= Problem to solve =
Print the whole listing exactly.

= Given information =
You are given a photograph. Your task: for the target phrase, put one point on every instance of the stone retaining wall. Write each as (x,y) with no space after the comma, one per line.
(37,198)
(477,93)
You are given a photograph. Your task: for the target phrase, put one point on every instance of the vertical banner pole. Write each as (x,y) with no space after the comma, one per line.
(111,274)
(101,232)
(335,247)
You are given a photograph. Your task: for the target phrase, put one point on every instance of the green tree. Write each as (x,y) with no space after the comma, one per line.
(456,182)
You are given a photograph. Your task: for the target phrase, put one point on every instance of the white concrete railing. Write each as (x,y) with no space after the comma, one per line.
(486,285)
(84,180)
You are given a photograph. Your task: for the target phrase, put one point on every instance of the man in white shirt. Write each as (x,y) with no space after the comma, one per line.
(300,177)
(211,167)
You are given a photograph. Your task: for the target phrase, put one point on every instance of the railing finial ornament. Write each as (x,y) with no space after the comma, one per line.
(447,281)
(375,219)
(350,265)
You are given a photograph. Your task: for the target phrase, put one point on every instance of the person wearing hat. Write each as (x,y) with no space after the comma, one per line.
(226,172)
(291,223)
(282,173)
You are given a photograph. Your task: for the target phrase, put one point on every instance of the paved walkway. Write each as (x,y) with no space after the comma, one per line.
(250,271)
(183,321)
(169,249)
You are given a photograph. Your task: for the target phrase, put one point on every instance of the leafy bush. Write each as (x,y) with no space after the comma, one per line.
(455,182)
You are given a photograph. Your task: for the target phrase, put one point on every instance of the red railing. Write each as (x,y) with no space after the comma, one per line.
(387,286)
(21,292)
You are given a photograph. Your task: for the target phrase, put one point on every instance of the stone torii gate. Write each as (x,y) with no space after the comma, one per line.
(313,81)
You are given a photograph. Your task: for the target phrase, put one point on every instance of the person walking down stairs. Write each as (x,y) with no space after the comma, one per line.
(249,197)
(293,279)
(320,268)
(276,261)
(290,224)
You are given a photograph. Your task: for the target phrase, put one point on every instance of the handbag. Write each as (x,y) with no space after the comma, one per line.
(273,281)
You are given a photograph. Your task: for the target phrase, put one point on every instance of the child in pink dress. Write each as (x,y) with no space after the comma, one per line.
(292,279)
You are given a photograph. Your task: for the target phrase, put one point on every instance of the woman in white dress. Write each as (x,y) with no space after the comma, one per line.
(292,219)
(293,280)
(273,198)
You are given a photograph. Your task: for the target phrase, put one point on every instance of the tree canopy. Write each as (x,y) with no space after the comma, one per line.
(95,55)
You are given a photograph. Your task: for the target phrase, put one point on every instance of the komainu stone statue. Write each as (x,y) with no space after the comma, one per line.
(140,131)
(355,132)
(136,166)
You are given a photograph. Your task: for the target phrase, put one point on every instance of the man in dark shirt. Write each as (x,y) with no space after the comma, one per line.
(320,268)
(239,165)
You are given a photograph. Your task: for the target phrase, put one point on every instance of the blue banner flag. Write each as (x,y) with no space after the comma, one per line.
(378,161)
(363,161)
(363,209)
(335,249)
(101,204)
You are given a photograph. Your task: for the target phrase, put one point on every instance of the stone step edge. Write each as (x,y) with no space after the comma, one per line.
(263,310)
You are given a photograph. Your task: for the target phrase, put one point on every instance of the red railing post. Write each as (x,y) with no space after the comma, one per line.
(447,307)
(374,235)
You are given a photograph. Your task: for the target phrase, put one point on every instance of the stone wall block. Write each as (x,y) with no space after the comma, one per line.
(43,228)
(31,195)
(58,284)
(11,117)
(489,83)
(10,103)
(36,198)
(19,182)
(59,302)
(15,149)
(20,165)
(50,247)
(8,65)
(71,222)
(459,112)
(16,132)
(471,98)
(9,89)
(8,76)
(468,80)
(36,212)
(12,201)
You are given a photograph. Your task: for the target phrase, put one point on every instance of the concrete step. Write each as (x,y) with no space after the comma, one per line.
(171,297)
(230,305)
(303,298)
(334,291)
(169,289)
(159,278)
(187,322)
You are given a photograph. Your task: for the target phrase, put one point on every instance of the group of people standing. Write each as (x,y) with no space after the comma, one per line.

= Output for this task =
You are given a photograph. Your task: for the target phrase, put one point on every instance of the stone retaining wall. Write each as (x,y) with no space after the comma, one per line.
(37,198)
(477,93)
You are given a photograph. Your task: for the target phrase, put one point on every instance of the vertical banner pole. Write each as (x,y) with no space after the comma, one per line.
(111,274)
(101,232)
(335,247)
You are given a photograph. Your task: for the target phrase, put one point on every instance of the green tree. Write each as (x,y) with no space after the comma, one per line.
(456,182)
You are given a photograph. Your task: for the target phrase, put one point on every instance of the white concrete railing. Write each as (x,y) with no space after the comma, one per line.
(486,285)
(84,180)
You are given a photograph. Your task: for the target phrase, put one point on every instance of the man in white shirt. Write each as (x,y) with no space after the comma, one per line.
(300,177)
(211,167)
You are given a photograph. Your task: for the target phrase, put one point on every instance of the railing finial ornament. Write each as (x,y) with no space after the comma, one per line.
(447,281)
(375,219)
(350,265)
You are given a photograph. Your task: for the target phrase, put one point on every instance of the person wearing hat. Write each as (x,y) with no space after the comma, one per line.
(226,172)
(291,223)
(282,173)
You are given a photograph. Your task: for the target phrase, put one point on every instance of the paved walkway. Write each as (x,y) with no space after the comma, one per line.
(250,271)
(183,321)
(169,249)
You are given a photograph. Your task: for the target phrase, put one point on every instance of the leafy bush. Write each as (x,y) with no space after the comma, one per line.
(455,182)
You are given a photograph. Your task: for the target phrase, put one point on every instance of the red railing. Write each as (x,y) with no space after the comma, one per line.
(387,286)
(21,292)
You are given a photograph. Your task: for the target phrase, put one point on every instance of the stone torii gate. Write each as (x,y) with no space after the comma, one per line.
(313,81)
You are given a photograph. Your task: for the target phrase, put one point on every instance of the person walking down stairs. Write each as (x,y) with no space after the comma, one per line.
(249,197)
(293,279)
(320,268)
(276,261)
(290,224)
You are given a photograph. Your task: for the target phrase, put one point on every instance of the handbag. Write each as (x,y) with no space after the comma, one per line.
(273,281)
You are given a photograph. Your task: for the target phrase, put one point on every instance of the child in pink dress. Write each as (x,y) with no space after the comma, one per line.
(292,279)
You are given a photograph. Your task: for the target phrase, put one point on every instance of the woman in white dress. Write each as (x,y) with no space after the comma, one per line.
(292,219)
(293,280)
(273,198)
You are given a photograph. Your task: for the target phrase, put one point on every instance of the tree canopy. Write each as (x,y) with no space after the comma, one per line.
(95,55)
You are given a photograph. Your task: for the target phrase, put one point on every instance of the komainu stone statue. Write each as (x,y) with no space after the comma, one per line.
(140,131)
(355,132)
(136,166)
You are given a photograph. Your task: for the target phrase, put one point on every instance of the man in dark shirt. Write each as (x,y) with no space after the comma, one per line.
(320,268)
(239,165)
You are given a photograph. Your task: for the target phrase, put one point on every instance of the blue banner flag. Write each as (x,y) with no space after the comma, one per line.
(378,161)
(363,161)
(363,209)
(335,249)
(101,204)
You are given a photograph. Your task: for the target phrase, put one point on every instance of the stone step edge. Write each as (x,y) with no space after the comma, one per line.
(263,310)
You are given a photograph. Your task: for the target phrase, put one point on every instance of the red railing post. Write each as (x,y) with no space after the comma, one per line.
(447,307)
(374,235)
You are given a photograph. Your task: for the target phrase, put one point on every instance of the stone wall block. Write each as (x,y) with no space after the comma, one per line.
(43,228)
(31,195)
(58,284)
(11,117)
(489,83)
(10,103)
(36,198)
(19,182)
(59,302)
(15,149)
(20,165)
(50,247)
(8,65)
(71,222)
(459,112)
(16,132)
(471,98)
(9,89)
(8,76)
(468,80)
(36,212)
(12,201)
You are given a photograph. Your task: for the target phrase, put one point on every instance of the concrete step. Write each as (x,y) with no space after the comma, one per line.
(171,297)
(230,305)
(303,298)
(334,291)
(169,289)
(159,278)
(187,322)
You are given a photograph. Your task: for the target phrase, put one point on every instance of the group of people standing. Write each as (x,y) with no space after the comma, one per line.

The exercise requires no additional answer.